_Exercise_: Only the lines from the one containing "Question. The photo above holds the green grass." to the end of the records belong in the output; print them exactly.

_Source material_:
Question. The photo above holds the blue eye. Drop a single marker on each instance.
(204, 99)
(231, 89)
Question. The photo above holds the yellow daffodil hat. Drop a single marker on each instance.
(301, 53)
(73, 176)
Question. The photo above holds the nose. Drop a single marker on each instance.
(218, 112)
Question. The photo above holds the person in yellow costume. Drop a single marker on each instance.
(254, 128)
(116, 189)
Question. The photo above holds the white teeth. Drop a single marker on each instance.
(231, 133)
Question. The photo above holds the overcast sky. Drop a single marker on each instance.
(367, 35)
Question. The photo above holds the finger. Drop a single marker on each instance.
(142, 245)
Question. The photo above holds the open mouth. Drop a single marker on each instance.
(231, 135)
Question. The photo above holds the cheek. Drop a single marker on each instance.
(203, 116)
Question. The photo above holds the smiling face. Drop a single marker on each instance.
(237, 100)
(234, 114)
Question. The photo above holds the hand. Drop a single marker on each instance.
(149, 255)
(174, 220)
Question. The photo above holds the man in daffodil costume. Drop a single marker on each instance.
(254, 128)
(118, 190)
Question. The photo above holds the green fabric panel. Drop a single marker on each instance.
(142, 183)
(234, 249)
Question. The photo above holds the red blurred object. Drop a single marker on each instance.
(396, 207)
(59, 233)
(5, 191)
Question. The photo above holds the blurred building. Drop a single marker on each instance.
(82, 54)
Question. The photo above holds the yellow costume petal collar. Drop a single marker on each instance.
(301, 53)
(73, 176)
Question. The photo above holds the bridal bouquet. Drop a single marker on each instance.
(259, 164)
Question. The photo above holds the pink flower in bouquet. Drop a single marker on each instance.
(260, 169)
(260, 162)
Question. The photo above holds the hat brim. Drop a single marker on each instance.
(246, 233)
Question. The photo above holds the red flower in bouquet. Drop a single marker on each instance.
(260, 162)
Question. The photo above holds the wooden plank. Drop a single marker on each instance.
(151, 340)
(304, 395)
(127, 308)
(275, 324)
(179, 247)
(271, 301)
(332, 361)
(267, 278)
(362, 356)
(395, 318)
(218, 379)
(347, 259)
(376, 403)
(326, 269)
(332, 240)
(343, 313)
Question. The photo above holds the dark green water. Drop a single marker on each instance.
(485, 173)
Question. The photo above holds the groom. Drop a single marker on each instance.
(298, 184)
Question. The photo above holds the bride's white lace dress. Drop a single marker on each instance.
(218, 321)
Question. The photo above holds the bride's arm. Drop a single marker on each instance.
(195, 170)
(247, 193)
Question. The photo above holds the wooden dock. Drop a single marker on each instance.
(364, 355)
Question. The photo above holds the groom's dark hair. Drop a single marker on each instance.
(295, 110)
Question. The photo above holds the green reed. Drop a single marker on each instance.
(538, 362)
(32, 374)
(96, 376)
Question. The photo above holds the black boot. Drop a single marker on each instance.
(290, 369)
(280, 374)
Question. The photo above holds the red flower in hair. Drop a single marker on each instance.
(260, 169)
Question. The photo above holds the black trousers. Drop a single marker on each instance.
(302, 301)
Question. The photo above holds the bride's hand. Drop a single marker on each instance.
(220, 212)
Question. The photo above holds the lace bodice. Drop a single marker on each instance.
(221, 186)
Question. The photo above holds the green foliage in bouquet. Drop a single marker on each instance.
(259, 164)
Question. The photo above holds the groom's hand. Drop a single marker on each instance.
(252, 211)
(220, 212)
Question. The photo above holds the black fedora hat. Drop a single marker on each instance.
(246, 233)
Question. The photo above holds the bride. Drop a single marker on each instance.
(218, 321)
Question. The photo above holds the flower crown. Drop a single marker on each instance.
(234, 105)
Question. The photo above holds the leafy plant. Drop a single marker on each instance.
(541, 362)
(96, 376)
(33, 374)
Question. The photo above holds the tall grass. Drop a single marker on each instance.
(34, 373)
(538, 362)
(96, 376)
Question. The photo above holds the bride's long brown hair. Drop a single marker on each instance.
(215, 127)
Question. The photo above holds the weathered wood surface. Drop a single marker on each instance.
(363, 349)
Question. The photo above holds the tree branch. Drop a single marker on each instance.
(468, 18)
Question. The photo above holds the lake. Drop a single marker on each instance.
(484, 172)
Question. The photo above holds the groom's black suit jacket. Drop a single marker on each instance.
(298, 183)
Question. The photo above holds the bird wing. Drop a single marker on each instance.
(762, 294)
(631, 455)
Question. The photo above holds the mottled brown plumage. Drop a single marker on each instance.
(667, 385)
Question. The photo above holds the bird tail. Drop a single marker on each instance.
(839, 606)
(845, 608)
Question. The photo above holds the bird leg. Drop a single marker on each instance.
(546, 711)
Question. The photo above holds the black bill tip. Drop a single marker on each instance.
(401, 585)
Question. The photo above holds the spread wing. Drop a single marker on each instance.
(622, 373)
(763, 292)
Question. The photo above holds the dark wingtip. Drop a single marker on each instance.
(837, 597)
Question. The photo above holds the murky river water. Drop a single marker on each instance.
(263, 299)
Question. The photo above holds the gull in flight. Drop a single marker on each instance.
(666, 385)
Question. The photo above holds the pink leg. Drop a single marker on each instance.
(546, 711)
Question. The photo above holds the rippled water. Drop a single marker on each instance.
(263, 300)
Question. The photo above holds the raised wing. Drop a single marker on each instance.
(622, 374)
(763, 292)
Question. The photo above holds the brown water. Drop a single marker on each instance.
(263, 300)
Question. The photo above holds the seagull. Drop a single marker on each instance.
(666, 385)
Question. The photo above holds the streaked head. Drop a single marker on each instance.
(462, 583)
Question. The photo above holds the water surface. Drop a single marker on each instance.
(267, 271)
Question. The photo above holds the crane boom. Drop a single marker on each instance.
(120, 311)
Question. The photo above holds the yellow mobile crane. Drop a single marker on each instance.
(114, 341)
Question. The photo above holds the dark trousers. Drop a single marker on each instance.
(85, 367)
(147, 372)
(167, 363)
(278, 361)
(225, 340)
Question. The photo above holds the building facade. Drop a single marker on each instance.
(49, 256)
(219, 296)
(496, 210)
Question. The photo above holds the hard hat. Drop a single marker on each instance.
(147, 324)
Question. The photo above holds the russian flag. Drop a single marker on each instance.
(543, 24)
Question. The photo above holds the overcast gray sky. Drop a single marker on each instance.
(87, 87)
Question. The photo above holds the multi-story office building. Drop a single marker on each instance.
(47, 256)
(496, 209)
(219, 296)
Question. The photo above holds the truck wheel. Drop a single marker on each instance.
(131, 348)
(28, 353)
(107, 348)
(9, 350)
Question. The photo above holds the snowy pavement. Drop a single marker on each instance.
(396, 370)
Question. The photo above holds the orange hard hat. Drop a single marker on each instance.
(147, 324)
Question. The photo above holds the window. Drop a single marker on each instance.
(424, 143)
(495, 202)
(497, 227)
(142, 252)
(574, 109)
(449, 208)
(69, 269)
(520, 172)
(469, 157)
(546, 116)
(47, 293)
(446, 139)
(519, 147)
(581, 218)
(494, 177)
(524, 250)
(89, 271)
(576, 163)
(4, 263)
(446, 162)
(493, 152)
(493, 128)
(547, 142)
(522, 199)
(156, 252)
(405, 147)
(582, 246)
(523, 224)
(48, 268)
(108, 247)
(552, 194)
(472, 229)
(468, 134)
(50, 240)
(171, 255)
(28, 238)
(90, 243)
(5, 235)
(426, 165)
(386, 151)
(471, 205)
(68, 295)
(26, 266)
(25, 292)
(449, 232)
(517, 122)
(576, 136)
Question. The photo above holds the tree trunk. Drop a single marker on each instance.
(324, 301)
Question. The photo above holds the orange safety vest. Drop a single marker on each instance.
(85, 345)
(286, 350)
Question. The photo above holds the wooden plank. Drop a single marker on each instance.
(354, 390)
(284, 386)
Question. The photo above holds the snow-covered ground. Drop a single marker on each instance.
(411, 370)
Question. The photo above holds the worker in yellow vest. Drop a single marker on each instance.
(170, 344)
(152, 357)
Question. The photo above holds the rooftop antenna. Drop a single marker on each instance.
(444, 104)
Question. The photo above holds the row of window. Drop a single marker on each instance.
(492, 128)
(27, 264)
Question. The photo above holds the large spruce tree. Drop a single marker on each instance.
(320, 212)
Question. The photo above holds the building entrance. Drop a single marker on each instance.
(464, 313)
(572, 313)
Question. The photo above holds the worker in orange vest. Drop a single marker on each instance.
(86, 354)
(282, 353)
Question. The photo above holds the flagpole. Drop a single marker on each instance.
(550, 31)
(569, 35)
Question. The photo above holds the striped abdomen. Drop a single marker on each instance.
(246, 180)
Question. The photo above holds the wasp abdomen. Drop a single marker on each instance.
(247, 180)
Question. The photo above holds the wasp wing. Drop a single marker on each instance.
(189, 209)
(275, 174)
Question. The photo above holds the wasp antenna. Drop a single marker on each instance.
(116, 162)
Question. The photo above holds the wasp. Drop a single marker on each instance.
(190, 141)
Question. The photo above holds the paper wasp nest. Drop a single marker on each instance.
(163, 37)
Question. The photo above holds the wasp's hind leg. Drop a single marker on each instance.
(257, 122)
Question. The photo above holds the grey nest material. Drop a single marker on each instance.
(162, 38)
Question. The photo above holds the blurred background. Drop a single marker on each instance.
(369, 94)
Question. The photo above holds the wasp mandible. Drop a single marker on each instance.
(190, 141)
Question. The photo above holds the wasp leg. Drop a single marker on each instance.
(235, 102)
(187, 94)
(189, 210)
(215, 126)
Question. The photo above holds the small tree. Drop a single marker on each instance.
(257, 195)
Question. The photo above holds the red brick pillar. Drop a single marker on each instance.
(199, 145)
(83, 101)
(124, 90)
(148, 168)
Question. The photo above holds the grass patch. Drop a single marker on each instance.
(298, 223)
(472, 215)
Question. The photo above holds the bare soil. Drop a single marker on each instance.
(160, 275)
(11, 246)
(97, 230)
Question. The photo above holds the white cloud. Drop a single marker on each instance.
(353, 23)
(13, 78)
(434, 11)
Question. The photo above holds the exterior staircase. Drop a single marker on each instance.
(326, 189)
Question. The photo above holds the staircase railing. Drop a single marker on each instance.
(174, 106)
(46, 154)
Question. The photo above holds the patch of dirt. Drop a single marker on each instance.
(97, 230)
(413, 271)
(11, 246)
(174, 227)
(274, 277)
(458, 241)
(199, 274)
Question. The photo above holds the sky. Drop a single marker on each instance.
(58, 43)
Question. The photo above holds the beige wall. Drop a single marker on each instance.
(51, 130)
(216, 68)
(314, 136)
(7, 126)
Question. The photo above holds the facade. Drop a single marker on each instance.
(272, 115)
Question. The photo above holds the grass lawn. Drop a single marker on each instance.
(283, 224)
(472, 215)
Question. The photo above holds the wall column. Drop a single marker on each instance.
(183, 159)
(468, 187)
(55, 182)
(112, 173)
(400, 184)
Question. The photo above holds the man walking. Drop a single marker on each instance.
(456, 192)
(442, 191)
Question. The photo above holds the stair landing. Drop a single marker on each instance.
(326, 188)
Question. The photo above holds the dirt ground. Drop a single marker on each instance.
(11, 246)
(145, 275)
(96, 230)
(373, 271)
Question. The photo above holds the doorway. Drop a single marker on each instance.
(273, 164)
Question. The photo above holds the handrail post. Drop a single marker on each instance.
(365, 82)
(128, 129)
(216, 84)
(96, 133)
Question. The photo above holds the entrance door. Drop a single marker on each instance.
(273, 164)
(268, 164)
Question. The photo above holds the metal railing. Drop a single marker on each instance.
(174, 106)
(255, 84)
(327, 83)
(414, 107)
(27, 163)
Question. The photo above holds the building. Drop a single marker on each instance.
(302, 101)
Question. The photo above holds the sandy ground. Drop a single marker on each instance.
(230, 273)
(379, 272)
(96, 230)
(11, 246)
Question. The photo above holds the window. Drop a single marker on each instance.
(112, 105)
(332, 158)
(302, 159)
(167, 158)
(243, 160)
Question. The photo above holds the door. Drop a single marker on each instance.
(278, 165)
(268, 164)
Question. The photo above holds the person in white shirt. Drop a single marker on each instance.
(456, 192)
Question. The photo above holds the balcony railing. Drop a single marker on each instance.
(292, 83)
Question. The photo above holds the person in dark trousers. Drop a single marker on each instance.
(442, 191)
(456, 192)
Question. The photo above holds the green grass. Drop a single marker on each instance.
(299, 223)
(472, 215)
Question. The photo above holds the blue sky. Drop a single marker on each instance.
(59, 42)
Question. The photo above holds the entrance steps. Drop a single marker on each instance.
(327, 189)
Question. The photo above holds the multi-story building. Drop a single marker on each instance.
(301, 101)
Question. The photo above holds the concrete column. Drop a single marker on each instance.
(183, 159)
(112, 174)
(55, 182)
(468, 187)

_Written answer_:
Question. The photo above holds the green grass. Drop a single marker on each instance.
(299, 223)
(472, 215)
Question. The photo above holds the blue sky. Drop a single marker on each instance.
(59, 42)
Question. The photo above holds the entrance steps. Drop a single marker on each instance.
(327, 189)
Question. The photo above holds the multi-story building. Drop a single marker on each instance.
(301, 101)
Question. The photo above holds the concrete column. Drop a single marker on each instance.
(183, 159)
(112, 174)
(55, 182)
(468, 187)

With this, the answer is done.